* **Task prompt**
The expected output is every entry, copied exactly.

* **Exercise materials**
+++++

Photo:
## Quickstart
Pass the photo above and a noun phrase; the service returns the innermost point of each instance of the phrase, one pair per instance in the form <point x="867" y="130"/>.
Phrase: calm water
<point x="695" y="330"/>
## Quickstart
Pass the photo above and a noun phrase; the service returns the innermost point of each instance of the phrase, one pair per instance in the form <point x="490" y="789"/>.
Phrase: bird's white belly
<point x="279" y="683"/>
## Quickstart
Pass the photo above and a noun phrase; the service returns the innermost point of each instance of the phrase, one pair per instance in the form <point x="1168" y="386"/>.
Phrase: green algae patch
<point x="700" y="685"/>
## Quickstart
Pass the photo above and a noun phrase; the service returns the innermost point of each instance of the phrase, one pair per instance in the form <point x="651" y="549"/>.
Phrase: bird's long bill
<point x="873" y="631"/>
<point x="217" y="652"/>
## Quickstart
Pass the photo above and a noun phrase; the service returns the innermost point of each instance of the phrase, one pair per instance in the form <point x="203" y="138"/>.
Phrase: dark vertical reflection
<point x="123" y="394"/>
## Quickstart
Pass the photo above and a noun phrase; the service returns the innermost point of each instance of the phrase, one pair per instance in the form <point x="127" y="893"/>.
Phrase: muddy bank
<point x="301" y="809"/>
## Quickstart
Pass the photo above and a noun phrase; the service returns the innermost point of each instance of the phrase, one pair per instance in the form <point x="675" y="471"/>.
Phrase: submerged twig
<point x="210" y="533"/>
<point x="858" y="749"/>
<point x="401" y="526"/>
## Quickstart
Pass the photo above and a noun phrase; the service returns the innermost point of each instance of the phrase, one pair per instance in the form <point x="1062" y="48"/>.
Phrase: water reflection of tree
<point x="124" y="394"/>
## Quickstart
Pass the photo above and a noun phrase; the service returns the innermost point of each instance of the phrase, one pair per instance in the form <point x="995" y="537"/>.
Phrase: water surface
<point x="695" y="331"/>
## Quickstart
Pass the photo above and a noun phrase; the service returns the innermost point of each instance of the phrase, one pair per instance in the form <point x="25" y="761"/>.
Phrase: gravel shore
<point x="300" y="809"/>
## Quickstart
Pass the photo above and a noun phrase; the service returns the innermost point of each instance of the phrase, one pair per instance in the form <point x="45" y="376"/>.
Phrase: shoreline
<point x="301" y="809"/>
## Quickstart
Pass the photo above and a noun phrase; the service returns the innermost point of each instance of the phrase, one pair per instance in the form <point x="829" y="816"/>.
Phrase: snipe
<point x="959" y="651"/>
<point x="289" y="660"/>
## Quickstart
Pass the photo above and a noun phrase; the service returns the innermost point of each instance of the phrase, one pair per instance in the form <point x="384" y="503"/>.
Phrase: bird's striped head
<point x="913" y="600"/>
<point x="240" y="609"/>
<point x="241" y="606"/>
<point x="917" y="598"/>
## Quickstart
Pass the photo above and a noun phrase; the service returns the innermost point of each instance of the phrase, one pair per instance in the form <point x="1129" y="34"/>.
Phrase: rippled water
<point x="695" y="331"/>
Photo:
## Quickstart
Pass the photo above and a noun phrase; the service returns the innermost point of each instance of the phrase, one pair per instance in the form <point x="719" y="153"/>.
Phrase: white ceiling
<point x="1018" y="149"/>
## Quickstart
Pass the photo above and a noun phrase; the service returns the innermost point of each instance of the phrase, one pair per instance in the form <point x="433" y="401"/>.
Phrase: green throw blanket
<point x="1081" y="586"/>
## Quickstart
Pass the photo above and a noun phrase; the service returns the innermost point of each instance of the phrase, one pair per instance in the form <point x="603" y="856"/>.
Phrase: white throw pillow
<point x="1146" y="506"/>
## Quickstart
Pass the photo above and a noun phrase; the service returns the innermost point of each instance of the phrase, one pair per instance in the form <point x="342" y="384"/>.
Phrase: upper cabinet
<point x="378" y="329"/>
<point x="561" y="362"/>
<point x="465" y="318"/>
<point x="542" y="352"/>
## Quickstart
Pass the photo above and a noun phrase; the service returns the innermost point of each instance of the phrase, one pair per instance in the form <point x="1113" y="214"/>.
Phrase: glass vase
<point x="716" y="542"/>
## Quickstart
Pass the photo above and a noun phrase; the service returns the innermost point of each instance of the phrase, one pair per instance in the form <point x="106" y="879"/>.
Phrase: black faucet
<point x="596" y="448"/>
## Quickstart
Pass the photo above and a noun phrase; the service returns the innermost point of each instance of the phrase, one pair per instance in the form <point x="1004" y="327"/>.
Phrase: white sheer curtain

+++++

* **Output for this task**
Photo:
## Quickstart
Pass the photo above and a noun phrase; the service returns the innermost point of each instance of the phrase, one pair per instance in the form <point x="867" y="130"/>.
Phrase: calm water
<point x="695" y="330"/>
## Quickstart
Pass the photo above and a noun phrase; the service returns the innermost point of each instance of the phrase, one pair per instance in the form <point x="490" y="789"/>.
Phrase: bird's white belly
<point x="279" y="683"/>
## Quickstart
Pass the photo above and a noun phrase; the service returns the innermost point of each instance of the phrase, one pair per instance in the form <point x="1168" y="386"/>.
Phrase: green algae patch
<point x="700" y="685"/>
## Quickstart
Pass the photo above and a noun phrase; the service returns the innermost point of each instance of the phrase, one pair per instance in the form <point x="651" y="549"/>.
Phrase: bird's long bill
<point x="873" y="631"/>
<point x="217" y="652"/>
## Quickstart
Pass the photo above and a noun phrase; the service returns the innermost point of each instance of the phrase, one pair per instance in the form <point x="203" y="138"/>.
Phrase: dark vertical reflection
<point x="123" y="394"/>
## Quickstart
Pass the photo above and a noun phrase; the service returns the innermost point of each instance of the phrase, one pair per instance in the form <point x="127" y="893"/>.
Phrase: muddy bank
<point x="301" y="809"/>
## Quickstart
Pass the photo above and a noun phrase; the service returns the innermost point of each instance of the phrase, one pair per instance in the form <point x="675" y="471"/>.
Phrase: submerged twig
<point x="210" y="533"/>
<point x="858" y="749"/>
<point x="401" y="526"/>
## Quickstart
Pass the photo above and a noun phrase; the service returns the innermost point of each instance of the phrase, one pair per instance in the form <point x="1062" y="48"/>.
Phrase: water reflection of tree
<point x="124" y="394"/>
## Quickstart
Pass the photo above and a noun phrase; the service returns the innermost point of each instance of the phrase, one pair per instance in the form <point x="995" y="537"/>.
Phrase: water surface
<point x="695" y="331"/>
## Quickstart
Pass the photo above and a noun phrase; the service returns the innermost point of each instance of the phrase, one pair per instance in the form <point x="25" y="761"/>.
Phrase: gravel shore
<point x="300" y="809"/>
## Quickstart
Pass the photo above and a noun phrase; the service returns the innermost point of each instance of the phrase, one pair per instance in the form <point x="45" y="376"/>.
Phrase: shoreline
<point x="301" y="809"/>
## Quickstart
Pass the photo above and a noun phrase; the service returns the innermost point of each instance of the phrase, one pair per instance in the form <point x="829" y="816"/>.
Phrase: snipe
<point x="959" y="651"/>
<point x="289" y="660"/>
## Quickstart
Pass the photo above and a noun phrase; the service returns the innermost point of each instance of the phrase, one pair per instance in the form <point x="384" y="503"/>.
Phrase: bird's striped head
<point x="913" y="600"/>
<point x="240" y="609"/>
<point x="241" y="606"/>
<point x="917" y="598"/>
## Quickstart
Pass the photo above and a noun phrase; the service returns the innermost point of each instance of the phrase, one pair per instance in the form <point x="1129" y="34"/>.
Phrase: rippled water
<point x="695" y="331"/>
Photo:
## Quickstart
Pass the photo above and a noun phrase; the service returns the innermost point of each instance of the phrase, one pair per instance in the form <point x="719" y="153"/>.
Phrase: white ceiling
<point x="1018" y="149"/>
## Quickstart
Pass the photo above and a noun phrase; the service returns the innermost point of each instance of the phrase, one pair per instance in the form <point x="433" y="401"/>.
Phrase: green throw blanket
<point x="1081" y="586"/>
## Quickstart
Pass the photo above and a noun phrase; the service returns the innermost point of each instance of the phrase, one pair per instance in the form <point x="603" y="856"/>.
Phrase: white throw pillow
<point x="1146" y="506"/>
## Quickstart
Pass the photo above and a noun phrase; the service returns the innermost point of each instance of the phrase, one pair per instance in the form <point x="342" y="384"/>.
Phrase: upper cabinet
<point x="378" y="329"/>
<point x="561" y="362"/>
<point x="465" y="318"/>
<point x="542" y="352"/>
## Quickstart
Pass the photo above and a noun phrase; the service returns the innermost point of each instance of the phrase, one pair per instance in the form <point x="1113" y="214"/>.
Phrase: glass vase
<point x="716" y="542"/>
## Quickstart
Pass the photo above and a noun phrase; the service returns the innermost point of each instance of the phrase, one pair per instance in the form <point x="106" y="879"/>.
Phrase: black faucet
<point x="596" y="448"/>
## Quickstart
Pass the photo above and a noun phrase; the service returns the innermost point of each instance of the phrase, one pair per instance in the form <point x="1004" y="327"/>.
Phrase: white sheer curtain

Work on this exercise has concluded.